Exercice proposé 1 —
Répondez aux questions suivantes d'après l'extrait sur le document de travail du Synode.
(a) Quand et où s'est tenue la rencontre internationale « Curés de paroisse pour le Synode » ?
(b) Quelles sont les trois parties qui suivent la section intitulée « fondements » ?
(c) À quel sentiment la difficulté exprimée par les ministres ordonnés est-elle principalement liée ?
Exercice proposé 2 — Reproduisez sans modification le passage de l'extrait sur le document de travail du Synode qui commence par « À cette base » et se termine par « de leur travail. ».
Exercice proposé 3 — Traduisez en anglais cette phrase de l'extrait sur le document de travail du Synode : « L’Instrumentum laboris est le résultat de leur travail. »

Extrait du document —
À cette base sont venus s’ajouter d’autres travaux : ceux de la rencontre internationale « Curés de paroisse pour le Synode » qui s’est tenue du 28 avril au 2 mai 2024 à Rome et ceux des cinq groupes d’études constitués par la Secrétairerie Générale du Synode, « en vue d’un approfondissement théologique et canonique de la notion de synodalité et de ses implications pour la vie de l’Église. »*
L’étude de tous ces matériaux a été confiée à un groupe d’experts, composé d’évêques, de prêtres, d’hommes et de femmes consacrés et laïcs, théologiens, canonistes et biblistes, provenant de tous les continents et ayant des responsabilités ecclésiales diverses. L’Instrumentum laboris est le résultat de leur travail.
Concrètement, après une introduction, le texte comporte une première section intitulée « fondements », puis trois parties : relations, parcours, lieux. Chacune de ces parties dresse un état des lieux et synthétise les thèmes sur lesquels devront se pencher les participants au Synode.
Avant toute chose, les rédacteurs du document cherchent à « esquisser les fondements de la vision d’une Église synodale missionnaire »*, en nous invitant à approfondir notre compréhension du mystère de l’Église. Le processus synodal a été l’occasion de prendre conscience de ce que signifie être ce Peuple de Dieu rassemblé comme Église qui, telle la Lune, reflète une lumière qui n’est pas la sienne mais qui est celle du Christ, Lumière des peuples. Les auteurs insistent également sur l’appel à la conversion et à la réforme : « Aucune réforme ne peut se limiter aux structures seules. Elle doit s’enraciner dans une transformation intérieure selon les ‘sentiments de Jésus-Christ’ (Ph 2, 5). »*
Dans la première partie, « Relations », le document de travail envisage les différents réseaux de relation. La relation de chacun au Christ d’abord, par l’initiation chrétienne qui culmine dans l’Eucharistie dominicale. Les relations au sein du peuple de Dieu par les charismes spécifiques et les différents ministères. Les relations avec les ministres ordonnés, qui ont pu, grâce au processus synodal, exprimer leur joie, leur engagement et leur dévouement, mais également une certaine difficulté, liée principalement à un sentiment d’isolement. Enfin, les relations entre les Églises et dans le monde sont l’occasion de pratiquer concrètement « l’échange de dons » matériels et spirituels.

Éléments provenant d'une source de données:
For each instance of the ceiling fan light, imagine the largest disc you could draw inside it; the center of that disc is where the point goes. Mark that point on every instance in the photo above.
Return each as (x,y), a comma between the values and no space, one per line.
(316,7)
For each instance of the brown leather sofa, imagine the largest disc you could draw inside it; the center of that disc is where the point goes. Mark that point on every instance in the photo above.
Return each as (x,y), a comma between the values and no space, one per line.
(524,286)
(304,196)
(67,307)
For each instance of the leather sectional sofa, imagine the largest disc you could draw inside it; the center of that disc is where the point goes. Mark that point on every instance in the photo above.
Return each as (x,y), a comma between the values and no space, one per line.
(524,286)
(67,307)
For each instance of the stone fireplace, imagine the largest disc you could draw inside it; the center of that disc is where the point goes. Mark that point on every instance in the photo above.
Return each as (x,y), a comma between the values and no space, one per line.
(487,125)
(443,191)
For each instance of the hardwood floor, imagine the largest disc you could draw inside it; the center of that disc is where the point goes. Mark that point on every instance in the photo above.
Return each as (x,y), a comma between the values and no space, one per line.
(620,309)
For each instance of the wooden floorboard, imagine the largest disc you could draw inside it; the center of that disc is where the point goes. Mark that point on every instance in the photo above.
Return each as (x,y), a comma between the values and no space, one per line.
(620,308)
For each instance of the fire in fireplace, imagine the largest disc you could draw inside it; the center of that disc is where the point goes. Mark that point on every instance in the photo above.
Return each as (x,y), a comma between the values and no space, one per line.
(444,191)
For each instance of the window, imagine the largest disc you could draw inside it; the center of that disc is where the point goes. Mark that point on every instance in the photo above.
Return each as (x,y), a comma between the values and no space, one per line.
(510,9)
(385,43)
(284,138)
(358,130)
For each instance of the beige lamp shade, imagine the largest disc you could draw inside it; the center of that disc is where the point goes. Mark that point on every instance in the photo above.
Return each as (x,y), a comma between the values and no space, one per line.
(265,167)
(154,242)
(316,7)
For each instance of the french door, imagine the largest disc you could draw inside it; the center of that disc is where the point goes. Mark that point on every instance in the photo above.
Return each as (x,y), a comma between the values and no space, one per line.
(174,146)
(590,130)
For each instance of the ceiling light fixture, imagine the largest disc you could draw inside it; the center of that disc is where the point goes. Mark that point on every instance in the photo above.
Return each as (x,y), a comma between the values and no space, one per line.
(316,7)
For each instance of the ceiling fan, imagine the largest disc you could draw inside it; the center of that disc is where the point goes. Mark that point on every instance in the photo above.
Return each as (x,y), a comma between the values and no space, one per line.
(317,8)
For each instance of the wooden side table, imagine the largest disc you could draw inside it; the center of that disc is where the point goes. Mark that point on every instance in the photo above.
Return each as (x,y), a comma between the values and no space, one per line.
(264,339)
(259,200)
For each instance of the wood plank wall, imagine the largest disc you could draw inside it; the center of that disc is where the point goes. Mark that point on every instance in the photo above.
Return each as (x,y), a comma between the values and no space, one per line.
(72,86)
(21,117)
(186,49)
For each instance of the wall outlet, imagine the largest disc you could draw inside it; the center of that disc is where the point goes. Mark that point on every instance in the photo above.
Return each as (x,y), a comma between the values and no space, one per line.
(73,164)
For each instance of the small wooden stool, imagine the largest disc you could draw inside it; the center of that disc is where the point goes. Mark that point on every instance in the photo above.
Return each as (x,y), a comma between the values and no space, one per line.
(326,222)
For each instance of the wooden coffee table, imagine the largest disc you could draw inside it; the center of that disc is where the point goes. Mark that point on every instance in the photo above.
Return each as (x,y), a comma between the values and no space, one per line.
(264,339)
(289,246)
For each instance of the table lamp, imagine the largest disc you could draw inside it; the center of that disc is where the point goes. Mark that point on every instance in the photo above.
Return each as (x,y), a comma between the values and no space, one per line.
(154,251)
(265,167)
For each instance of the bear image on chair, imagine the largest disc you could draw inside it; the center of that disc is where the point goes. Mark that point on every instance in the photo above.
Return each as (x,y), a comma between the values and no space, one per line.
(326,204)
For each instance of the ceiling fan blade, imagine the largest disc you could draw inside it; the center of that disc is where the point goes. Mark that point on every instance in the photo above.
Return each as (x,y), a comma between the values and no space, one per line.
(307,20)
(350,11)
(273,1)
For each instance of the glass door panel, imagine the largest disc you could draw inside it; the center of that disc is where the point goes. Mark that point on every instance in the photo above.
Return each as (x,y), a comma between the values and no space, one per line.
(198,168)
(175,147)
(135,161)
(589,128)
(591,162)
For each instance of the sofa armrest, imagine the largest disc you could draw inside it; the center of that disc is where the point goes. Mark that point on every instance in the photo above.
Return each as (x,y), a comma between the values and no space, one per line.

Réponse complète 1 —
(a) Du 28 avril au 2 mai 2024, à Rome.
(b) Relations, parcours, lieux.
(c) À un sentiment d'isolement.

Réponse complète 2 —
À cette base sont venus s’ajouter d’autres travaux : ceux de la rencontre internationale « Curés de paroisse pour le Synode » qui s’est tenue du 28 avril au 2 mai 2024 à Rome et ceux des cinq groupes d’études constitués par la Secrétairerie Générale du Synode, « en vue d’un approfondissement théologique et canonique de la notion de synodalité et de ses implications pour la vie de l’Église. »*
L’étude de tous ces matériaux a été confiée à un groupe d’experts, composé d’évêques, de prêtres, d’hommes et de femmes consacrés et laïcs, théologiens, canonistes et biblistes, provenant de tous les continents et ayant des responsabilités ecclésiales diverses. L’Instrumentum laboris est le résultat de leur travail.

Réponse complète 3 — The Instrumentum laboris is the result of their work.